◆ What is required
Your answer must be a single number: how many lines in the records include the word "plaid".
[Records supplied — start]
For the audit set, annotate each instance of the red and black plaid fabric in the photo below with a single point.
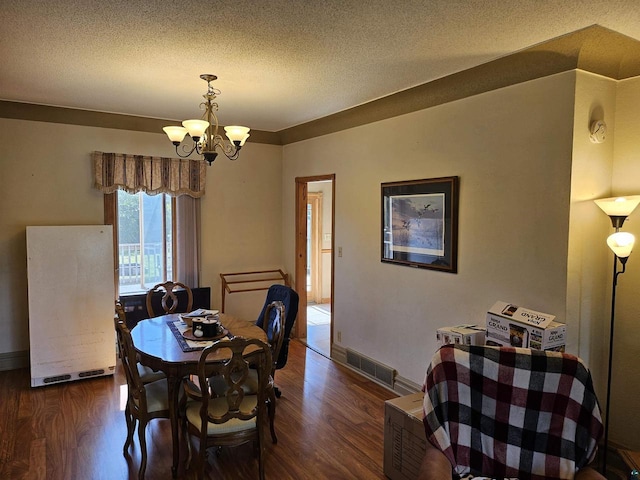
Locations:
(506, 412)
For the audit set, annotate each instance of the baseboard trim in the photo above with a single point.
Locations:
(14, 360)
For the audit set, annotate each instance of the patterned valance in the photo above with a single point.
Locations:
(152, 175)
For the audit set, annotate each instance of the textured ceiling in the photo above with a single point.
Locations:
(280, 63)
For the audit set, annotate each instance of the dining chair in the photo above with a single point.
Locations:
(145, 401)
(506, 412)
(169, 298)
(147, 375)
(290, 299)
(236, 417)
(273, 326)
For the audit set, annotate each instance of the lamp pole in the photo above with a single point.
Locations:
(613, 310)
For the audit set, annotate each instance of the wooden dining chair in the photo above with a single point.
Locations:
(289, 297)
(147, 375)
(236, 417)
(169, 298)
(273, 326)
(145, 401)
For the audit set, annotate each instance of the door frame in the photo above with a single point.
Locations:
(315, 200)
(300, 274)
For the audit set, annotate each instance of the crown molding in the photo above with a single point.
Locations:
(593, 49)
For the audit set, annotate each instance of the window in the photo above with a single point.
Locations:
(145, 240)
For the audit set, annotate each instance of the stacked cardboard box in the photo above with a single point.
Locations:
(461, 334)
(404, 437)
(510, 325)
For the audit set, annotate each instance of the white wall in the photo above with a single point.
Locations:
(511, 149)
(47, 180)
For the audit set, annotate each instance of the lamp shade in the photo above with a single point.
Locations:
(237, 133)
(618, 206)
(196, 128)
(621, 243)
(175, 134)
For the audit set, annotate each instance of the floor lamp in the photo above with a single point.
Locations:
(621, 243)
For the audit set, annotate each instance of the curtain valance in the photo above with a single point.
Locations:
(152, 175)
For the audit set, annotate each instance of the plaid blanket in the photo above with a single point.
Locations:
(511, 412)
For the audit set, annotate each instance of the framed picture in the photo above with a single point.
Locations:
(420, 223)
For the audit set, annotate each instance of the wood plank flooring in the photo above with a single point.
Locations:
(329, 422)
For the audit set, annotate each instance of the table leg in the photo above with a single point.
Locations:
(173, 387)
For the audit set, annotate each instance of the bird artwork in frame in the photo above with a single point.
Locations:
(419, 223)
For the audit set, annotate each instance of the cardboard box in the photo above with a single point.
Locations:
(404, 438)
(510, 325)
(461, 334)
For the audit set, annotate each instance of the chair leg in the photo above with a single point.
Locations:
(202, 456)
(260, 454)
(143, 449)
(271, 404)
(131, 426)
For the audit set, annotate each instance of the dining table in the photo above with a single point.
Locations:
(164, 344)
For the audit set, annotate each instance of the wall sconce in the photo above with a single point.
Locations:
(621, 243)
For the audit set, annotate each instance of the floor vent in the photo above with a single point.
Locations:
(91, 373)
(58, 378)
(377, 371)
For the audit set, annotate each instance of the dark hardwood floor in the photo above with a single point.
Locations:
(329, 423)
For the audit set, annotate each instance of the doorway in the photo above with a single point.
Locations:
(314, 261)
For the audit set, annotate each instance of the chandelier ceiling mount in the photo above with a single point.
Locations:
(204, 132)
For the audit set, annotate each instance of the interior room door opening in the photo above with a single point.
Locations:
(314, 266)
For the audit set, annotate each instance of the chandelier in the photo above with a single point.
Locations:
(204, 133)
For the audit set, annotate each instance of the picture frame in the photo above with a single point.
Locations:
(420, 223)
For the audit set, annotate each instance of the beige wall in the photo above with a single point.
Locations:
(625, 417)
(47, 180)
(511, 149)
(588, 255)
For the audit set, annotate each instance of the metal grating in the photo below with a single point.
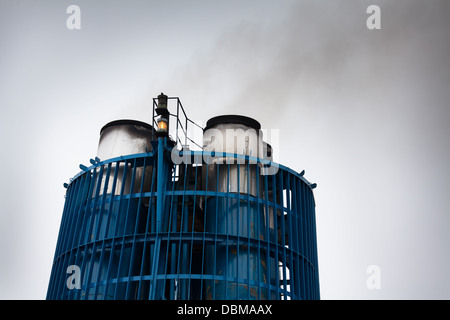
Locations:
(142, 227)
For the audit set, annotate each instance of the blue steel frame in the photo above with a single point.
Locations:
(170, 236)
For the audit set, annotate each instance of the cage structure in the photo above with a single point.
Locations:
(164, 223)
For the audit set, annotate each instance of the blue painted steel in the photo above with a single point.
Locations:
(142, 227)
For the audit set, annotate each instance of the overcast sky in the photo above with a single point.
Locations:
(364, 112)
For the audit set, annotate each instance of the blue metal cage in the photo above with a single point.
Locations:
(143, 227)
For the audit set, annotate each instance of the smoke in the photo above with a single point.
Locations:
(365, 112)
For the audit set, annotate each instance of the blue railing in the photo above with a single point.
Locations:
(143, 227)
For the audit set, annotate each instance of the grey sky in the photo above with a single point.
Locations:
(364, 112)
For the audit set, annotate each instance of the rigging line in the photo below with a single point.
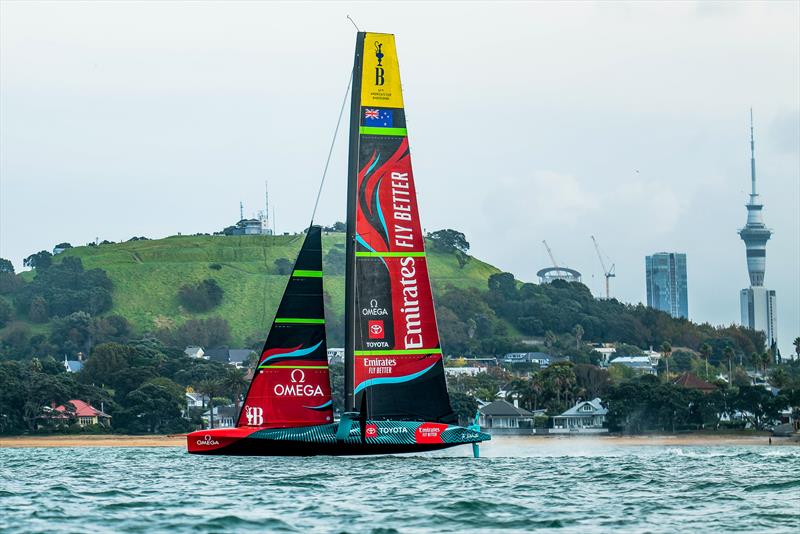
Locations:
(333, 142)
(354, 23)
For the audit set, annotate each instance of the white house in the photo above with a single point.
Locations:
(606, 353)
(640, 364)
(196, 400)
(462, 371)
(586, 417)
(194, 352)
(502, 417)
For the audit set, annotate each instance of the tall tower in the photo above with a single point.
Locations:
(755, 234)
(758, 305)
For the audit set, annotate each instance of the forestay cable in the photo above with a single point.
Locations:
(330, 152)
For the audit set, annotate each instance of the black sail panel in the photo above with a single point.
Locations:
(291, 385)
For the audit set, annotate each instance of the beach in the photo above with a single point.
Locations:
(179, 440)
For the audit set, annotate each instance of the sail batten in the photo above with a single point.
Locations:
(392, 350)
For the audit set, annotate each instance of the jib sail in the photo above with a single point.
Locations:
(291, 386)
(394, 359)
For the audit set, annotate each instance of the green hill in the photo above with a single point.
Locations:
(147, 275)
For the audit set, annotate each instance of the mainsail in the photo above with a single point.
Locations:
(394, 359)
(291, 386)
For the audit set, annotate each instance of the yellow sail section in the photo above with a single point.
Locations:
(380, 76)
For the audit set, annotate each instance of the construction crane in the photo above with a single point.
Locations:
(609, 273)
(550, 253)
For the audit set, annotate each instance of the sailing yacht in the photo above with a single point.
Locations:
(395, 394)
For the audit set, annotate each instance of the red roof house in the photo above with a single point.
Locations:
(85, 413)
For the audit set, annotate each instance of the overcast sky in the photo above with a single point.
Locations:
(526, 121)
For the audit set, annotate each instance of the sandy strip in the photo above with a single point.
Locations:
(173, 440)
(179, 440)
(679, 440)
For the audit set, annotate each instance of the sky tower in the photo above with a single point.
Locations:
(758, 305)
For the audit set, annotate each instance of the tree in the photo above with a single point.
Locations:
(41, 260)
(6, 313)
(6, 266)
(705, 352)
(152, 408)
(38, 312)
(283, 266)
(578, 331)
(235, 384)
(449, 240)
(666, 351)
(729, 356)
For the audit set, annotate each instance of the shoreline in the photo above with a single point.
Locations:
(179, 440)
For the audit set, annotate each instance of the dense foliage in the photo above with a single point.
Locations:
(64, 288)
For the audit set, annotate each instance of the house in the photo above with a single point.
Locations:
(502, 417)
(640, 364)
(72, 366)
(236, 357)
(224, 416)
(239, 357)
(83, 413)
(586, 417)
(196, 400)
(217, 355)
(690, 381)
(195, 352)
(606, 353)
(540, 358)
(462, 371)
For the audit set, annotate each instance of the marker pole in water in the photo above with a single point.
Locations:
(476, 448)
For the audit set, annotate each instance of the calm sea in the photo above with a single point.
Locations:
(560, 486)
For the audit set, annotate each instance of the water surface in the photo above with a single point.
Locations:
(558, 486)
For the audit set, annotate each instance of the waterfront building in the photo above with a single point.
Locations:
(78, 411)
(641, 364)
(540, 358)
(72, 366)
(667, 286)
(502, 417)
(195, 352)
(758, 305)
(690, 381)
(464, 371)
(586, 417)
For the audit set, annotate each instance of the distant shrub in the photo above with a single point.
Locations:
(283, 266)
(6, 313)
(66, 288)
(201, 297)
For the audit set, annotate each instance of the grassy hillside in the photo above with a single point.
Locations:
(147, 275)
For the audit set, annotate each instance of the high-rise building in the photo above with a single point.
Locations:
(758, 305)
(667, 287)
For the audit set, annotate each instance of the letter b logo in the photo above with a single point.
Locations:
(255, 415)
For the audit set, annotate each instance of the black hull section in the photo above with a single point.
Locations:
(264, 447)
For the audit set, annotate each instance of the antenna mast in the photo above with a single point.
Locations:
(550, 253)
(609, 273)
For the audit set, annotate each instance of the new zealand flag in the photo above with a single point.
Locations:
(382, 118)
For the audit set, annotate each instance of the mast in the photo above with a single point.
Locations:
(350, 267)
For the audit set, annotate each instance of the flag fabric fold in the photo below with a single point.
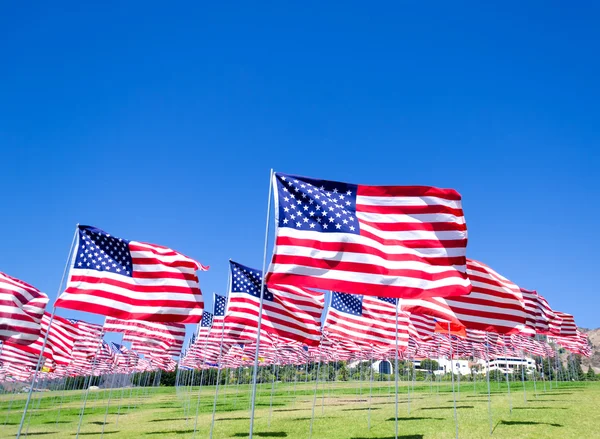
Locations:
(131, 280)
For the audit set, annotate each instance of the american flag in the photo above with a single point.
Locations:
(61, 339)
(21, 310)
(547, 316)
(288, 312)
(205, 325)
(365, 320)
(131, 280)
(18, 358)
(565, 324)
(393, 241)
(495, 304)
(88, 338)
(169, 334)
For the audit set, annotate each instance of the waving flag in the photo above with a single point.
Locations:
(132, 280)
(393, 241)
(495, 304)
(288, 312)
(365, 320)
(21, 310)
(567, 326)
(171, 334)
(61, 340)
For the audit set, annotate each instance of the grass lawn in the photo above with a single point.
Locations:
(342, 411)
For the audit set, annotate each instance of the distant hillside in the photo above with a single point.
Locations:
(594, 360)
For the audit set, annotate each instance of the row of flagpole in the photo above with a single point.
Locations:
(256, 360)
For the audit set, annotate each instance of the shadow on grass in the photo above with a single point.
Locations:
(407, 436)
(40, 433)
(528, 423)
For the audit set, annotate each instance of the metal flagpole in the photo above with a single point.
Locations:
(523, 378)
(370, 391)
(198, 401)
(507, 380)
(315, 396)
(272, 390)
(260, 308)
(324, 383)
(37, 367)
(452, 371)
(212, 424)
(112, 383)
(487, 355)
(396, 364)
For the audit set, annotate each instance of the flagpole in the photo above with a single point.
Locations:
(396, 363)
(87, 391)
(312, 418)
(212, 424)
(260, 308)
(37, 367)
(487, 355)
(523, 377)
(452, 371)
(507, 380)
(370, 391)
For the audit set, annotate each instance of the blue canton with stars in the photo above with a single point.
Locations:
(100, 251)
(220, 304)
(206, 321)
(388, 300)
(348, 303)
(318, 205)
(247, 280)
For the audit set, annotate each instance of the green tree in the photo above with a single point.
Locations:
(590, 375)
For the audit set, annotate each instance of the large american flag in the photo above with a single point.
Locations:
(61, 339)
(495, 304)
(289, 312)
(21, 310)
(169, 334)
(393, 241)
(131, 280)
(365, 320)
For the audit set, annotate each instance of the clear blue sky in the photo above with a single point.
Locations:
(160, 121)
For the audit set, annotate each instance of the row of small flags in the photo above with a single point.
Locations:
(392, 256)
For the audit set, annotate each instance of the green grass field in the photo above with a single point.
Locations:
(342, 411)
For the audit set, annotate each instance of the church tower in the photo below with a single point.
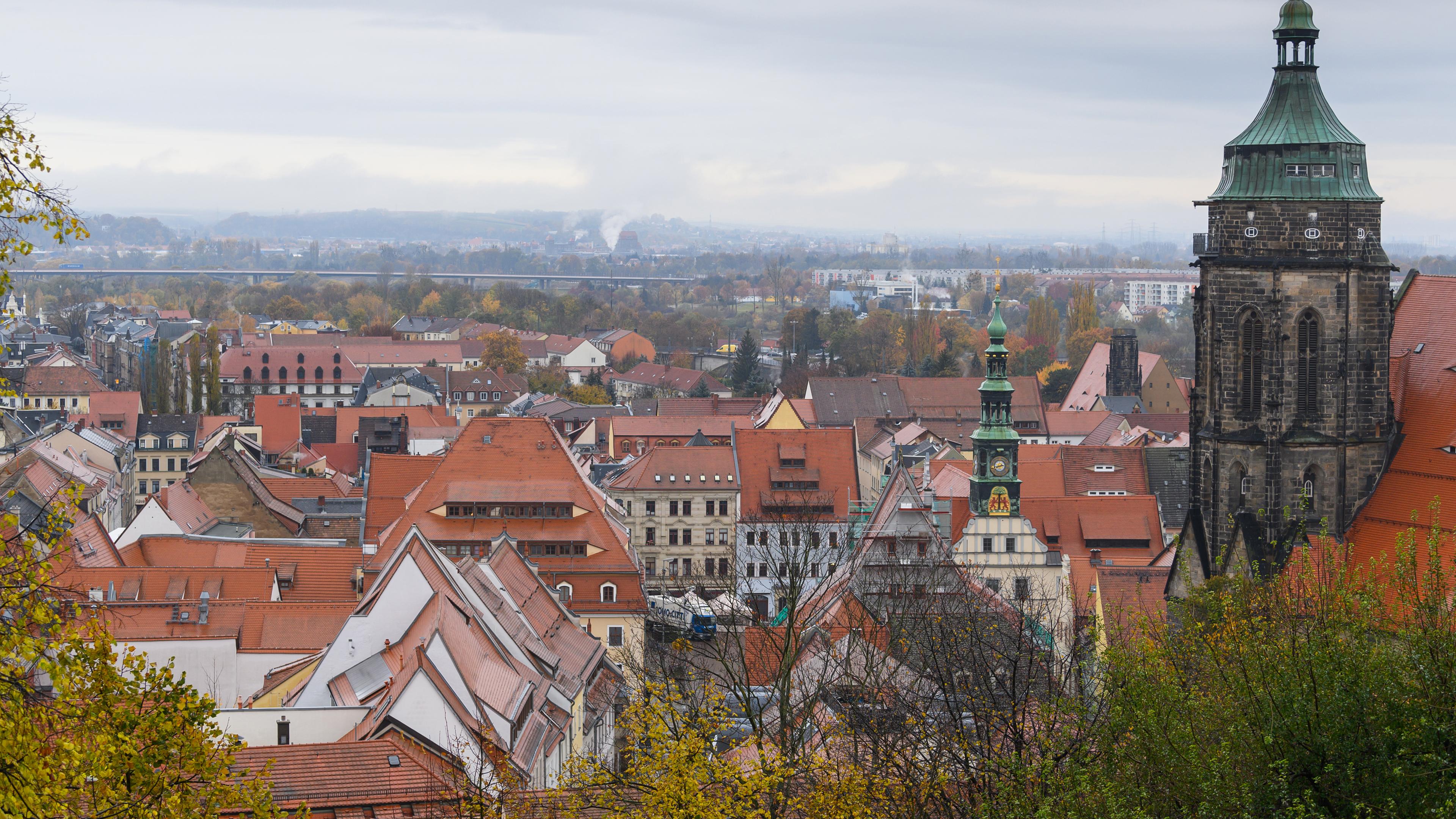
[Records supplied — finish]
◆ Task result
2